GIVEN REQUEST
Repeat the following lines verbatim, starting at the line that contains "Target: crowd wearing hats" and ending after the line that contains "[[[0,227],[235,226],[234,6],[1,1],[0,22]]]".

STORED RECORDS
— BEGIN —

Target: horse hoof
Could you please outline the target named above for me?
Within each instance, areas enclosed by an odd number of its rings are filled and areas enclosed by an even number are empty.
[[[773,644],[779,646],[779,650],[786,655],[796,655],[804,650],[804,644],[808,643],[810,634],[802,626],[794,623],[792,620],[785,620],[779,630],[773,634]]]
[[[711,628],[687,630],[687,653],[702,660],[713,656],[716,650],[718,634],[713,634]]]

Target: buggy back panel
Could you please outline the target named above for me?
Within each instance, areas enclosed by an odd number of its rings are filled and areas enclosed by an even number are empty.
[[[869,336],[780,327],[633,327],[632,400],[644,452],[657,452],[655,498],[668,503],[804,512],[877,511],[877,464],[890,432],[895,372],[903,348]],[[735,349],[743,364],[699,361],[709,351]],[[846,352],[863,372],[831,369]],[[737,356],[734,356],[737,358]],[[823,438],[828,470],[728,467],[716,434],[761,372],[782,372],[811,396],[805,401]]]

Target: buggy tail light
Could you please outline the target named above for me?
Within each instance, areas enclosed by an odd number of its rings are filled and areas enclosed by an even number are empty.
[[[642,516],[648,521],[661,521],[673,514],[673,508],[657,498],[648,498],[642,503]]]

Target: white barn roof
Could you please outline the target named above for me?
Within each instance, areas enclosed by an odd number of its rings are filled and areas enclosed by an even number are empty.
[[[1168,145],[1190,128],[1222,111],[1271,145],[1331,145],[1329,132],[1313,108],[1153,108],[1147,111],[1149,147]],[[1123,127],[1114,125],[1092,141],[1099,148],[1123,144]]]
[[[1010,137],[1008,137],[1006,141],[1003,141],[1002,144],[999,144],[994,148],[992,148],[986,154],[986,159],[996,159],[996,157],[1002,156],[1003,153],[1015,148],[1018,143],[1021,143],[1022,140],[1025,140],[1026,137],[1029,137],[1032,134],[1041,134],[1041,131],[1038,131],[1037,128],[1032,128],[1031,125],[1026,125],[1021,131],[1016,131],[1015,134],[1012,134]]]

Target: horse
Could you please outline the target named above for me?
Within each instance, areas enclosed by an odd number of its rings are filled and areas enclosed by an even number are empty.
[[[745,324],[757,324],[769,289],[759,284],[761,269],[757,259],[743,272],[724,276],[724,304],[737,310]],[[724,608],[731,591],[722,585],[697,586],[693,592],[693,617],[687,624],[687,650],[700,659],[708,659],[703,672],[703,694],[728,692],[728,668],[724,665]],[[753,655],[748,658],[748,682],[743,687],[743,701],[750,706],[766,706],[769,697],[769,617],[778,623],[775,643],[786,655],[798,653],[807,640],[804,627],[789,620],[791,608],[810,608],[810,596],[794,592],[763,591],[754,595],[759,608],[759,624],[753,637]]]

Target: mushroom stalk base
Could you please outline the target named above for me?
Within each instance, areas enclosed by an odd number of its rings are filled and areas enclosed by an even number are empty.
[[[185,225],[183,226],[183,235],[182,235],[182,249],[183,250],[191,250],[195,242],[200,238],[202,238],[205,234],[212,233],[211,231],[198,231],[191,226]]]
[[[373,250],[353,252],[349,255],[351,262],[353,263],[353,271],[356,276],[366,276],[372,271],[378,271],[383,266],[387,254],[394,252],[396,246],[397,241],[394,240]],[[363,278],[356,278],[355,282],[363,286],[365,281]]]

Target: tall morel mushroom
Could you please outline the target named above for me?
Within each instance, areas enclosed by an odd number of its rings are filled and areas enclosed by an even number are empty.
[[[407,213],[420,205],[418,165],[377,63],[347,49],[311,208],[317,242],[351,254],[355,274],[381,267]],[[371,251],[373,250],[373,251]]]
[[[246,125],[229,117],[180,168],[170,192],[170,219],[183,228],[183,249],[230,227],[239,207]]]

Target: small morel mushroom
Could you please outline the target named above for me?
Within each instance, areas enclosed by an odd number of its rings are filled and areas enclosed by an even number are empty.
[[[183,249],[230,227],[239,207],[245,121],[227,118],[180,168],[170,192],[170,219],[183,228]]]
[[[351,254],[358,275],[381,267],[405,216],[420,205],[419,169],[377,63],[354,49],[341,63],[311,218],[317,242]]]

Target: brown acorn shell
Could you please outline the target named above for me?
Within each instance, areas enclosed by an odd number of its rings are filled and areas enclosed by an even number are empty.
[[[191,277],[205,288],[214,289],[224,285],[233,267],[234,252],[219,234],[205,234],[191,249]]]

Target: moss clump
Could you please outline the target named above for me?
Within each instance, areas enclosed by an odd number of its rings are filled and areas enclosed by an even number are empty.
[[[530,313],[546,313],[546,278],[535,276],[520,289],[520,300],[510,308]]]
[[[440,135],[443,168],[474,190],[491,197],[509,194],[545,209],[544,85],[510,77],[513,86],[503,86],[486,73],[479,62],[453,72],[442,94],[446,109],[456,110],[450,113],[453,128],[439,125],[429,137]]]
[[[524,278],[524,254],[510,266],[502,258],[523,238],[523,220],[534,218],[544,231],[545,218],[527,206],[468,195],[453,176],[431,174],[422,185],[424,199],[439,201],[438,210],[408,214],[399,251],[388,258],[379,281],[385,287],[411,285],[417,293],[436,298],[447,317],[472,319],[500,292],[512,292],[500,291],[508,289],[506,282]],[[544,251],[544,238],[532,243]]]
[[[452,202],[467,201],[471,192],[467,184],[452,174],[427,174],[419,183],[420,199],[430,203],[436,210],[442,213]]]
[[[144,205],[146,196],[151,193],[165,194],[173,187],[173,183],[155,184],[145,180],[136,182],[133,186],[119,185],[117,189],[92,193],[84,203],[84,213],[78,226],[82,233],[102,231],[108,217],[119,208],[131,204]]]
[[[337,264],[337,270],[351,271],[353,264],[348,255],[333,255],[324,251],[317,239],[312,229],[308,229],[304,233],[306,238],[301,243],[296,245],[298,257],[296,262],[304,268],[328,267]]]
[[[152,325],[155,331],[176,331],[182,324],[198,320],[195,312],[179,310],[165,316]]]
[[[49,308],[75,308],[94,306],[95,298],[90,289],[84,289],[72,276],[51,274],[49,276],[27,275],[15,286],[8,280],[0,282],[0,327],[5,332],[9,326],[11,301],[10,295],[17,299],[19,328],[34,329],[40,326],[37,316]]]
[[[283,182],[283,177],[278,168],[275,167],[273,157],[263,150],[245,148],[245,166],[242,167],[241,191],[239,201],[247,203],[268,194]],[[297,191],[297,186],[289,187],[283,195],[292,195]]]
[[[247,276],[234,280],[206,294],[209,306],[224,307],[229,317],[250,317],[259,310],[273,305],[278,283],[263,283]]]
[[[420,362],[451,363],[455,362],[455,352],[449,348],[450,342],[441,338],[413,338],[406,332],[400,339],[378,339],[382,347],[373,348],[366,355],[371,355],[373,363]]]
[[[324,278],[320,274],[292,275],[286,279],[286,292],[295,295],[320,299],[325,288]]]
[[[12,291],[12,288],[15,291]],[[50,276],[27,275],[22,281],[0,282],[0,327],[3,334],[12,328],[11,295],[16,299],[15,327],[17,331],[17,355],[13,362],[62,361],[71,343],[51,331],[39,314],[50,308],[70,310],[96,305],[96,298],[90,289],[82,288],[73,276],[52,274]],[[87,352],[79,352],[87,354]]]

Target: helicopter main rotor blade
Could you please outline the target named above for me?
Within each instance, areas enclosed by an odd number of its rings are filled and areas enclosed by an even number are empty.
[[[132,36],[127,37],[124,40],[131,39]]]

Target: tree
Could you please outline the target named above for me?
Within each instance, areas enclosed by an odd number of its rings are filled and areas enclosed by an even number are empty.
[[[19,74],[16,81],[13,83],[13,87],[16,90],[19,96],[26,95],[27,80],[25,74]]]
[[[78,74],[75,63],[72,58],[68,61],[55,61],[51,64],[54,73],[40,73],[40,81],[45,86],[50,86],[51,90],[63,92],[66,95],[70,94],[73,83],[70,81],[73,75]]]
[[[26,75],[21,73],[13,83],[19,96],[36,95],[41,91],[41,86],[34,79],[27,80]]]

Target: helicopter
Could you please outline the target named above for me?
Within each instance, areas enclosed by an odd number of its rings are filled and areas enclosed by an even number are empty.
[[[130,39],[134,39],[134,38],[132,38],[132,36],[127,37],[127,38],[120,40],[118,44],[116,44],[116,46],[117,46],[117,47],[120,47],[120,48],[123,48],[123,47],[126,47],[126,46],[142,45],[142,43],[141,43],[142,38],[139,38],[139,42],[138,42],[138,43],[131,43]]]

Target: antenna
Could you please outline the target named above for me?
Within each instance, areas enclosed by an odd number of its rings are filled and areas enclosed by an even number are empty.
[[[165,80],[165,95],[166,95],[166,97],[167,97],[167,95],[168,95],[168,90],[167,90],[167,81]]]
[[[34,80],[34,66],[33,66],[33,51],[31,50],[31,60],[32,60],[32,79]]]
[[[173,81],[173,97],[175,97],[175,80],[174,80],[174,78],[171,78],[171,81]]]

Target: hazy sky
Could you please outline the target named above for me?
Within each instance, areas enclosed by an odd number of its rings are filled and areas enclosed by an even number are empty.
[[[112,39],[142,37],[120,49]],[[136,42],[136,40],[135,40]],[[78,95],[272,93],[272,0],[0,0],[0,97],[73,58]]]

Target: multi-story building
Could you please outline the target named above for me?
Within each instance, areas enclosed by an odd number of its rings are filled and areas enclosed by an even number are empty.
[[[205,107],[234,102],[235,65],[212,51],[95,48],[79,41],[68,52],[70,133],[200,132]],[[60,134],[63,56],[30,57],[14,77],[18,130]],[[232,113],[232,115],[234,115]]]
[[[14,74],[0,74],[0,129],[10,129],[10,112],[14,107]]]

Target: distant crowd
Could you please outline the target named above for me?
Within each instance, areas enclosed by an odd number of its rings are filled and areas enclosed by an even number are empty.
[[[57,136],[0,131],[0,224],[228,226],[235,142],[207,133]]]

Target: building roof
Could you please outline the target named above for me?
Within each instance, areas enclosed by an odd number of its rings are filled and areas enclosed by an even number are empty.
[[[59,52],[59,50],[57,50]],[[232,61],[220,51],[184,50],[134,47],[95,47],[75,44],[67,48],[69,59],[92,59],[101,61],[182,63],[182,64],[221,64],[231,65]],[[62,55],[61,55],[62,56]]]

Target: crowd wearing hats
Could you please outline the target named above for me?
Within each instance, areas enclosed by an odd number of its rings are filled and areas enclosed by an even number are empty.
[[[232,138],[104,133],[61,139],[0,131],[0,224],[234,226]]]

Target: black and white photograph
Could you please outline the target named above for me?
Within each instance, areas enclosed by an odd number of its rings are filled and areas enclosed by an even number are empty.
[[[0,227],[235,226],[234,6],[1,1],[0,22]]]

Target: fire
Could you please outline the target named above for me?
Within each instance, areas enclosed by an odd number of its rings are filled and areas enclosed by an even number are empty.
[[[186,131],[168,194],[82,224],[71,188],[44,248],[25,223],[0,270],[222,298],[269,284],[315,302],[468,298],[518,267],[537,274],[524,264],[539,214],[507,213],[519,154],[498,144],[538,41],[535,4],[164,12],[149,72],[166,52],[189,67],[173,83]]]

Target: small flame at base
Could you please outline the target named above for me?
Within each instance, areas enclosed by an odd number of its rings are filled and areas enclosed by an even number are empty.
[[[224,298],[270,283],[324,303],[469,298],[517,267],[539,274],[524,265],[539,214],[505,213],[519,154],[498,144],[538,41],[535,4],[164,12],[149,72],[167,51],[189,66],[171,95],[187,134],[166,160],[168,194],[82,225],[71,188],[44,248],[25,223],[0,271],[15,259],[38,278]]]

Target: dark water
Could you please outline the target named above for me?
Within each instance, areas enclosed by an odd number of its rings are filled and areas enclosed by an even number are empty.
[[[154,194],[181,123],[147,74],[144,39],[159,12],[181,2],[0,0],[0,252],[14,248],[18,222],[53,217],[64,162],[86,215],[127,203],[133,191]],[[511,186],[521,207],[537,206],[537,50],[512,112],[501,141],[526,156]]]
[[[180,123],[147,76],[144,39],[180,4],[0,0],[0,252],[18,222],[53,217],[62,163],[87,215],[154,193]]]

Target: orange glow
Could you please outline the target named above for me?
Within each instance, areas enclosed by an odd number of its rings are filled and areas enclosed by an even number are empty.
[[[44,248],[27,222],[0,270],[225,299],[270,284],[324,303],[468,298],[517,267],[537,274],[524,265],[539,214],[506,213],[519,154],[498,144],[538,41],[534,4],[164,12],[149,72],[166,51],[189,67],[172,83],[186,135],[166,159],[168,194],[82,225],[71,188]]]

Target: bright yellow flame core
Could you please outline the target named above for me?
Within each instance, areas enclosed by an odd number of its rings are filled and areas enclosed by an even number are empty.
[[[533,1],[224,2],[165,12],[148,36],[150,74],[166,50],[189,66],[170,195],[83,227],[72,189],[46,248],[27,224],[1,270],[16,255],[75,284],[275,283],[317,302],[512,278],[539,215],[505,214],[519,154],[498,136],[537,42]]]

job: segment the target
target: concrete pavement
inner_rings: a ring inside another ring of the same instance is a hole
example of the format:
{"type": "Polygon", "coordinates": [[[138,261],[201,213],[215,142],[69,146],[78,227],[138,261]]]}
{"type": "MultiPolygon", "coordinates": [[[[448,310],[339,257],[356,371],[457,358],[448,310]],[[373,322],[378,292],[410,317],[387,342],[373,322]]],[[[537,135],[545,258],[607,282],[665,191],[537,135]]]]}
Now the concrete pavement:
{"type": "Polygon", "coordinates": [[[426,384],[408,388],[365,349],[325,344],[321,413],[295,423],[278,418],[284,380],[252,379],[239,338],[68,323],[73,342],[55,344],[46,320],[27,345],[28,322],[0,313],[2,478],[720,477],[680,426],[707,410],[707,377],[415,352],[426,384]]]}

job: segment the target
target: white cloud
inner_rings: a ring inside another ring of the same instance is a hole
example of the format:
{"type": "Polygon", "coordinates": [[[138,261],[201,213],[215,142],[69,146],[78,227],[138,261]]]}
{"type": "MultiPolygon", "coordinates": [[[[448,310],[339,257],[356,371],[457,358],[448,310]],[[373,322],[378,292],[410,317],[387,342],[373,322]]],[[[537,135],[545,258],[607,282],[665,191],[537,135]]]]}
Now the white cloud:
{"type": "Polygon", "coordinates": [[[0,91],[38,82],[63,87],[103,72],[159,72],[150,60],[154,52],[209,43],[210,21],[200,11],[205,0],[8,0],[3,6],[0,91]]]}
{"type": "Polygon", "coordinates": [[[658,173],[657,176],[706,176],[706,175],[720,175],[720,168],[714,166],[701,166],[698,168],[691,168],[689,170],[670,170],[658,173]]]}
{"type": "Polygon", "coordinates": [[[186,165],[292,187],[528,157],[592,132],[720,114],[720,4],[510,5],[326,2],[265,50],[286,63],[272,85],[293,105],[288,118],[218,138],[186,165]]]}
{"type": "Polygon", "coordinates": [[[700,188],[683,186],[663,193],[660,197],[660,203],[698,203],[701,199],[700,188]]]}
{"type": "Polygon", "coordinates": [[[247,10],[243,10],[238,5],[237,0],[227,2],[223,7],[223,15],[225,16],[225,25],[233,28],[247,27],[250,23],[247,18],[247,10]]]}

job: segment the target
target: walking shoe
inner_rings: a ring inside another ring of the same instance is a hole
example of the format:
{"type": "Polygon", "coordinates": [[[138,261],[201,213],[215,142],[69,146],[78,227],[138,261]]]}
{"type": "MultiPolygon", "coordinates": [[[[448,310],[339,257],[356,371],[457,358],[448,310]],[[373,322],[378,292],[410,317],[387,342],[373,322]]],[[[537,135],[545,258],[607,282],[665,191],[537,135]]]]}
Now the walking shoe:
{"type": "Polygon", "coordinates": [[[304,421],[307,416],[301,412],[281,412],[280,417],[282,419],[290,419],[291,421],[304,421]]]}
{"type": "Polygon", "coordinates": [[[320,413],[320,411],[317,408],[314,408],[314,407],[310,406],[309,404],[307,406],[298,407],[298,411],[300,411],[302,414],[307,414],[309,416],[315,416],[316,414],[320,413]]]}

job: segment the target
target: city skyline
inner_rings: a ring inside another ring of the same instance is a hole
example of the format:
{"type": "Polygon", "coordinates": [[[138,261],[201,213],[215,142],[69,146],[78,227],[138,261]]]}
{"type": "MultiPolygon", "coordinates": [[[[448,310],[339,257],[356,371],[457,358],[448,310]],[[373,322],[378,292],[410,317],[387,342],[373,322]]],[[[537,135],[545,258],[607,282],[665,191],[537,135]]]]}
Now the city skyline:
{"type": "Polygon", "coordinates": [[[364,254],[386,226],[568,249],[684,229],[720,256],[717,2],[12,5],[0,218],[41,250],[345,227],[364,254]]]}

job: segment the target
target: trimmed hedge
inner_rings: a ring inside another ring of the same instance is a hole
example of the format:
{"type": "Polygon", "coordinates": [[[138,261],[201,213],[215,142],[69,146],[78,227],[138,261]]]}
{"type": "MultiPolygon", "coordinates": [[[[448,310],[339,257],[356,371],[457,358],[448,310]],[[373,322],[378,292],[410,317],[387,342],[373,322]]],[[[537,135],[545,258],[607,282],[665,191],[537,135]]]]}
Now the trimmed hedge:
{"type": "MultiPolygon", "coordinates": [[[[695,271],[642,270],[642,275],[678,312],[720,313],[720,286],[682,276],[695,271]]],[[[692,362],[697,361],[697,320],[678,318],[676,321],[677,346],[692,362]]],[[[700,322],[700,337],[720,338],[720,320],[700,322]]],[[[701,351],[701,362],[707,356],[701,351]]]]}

— END —

RESULT OF THIS TASK
Target: crowd wearing hats
Could you please outline the target named above for me?
Within each instance, areas enclosed by an odd number of its rings are filled and areas enclosed by an even number are empty.
[[[232,138],[104,133],[61,139],[0,131],[0,224],[234,226]]]

Target: black and white photograph
Could you please outline the target named above for me?
Within each instance, areas enclosed by an odd number of its rings are filled and areas enclosed by an even number are empty.
[[[0,227],[235,226],[234,6],[1,1],[0,22]]]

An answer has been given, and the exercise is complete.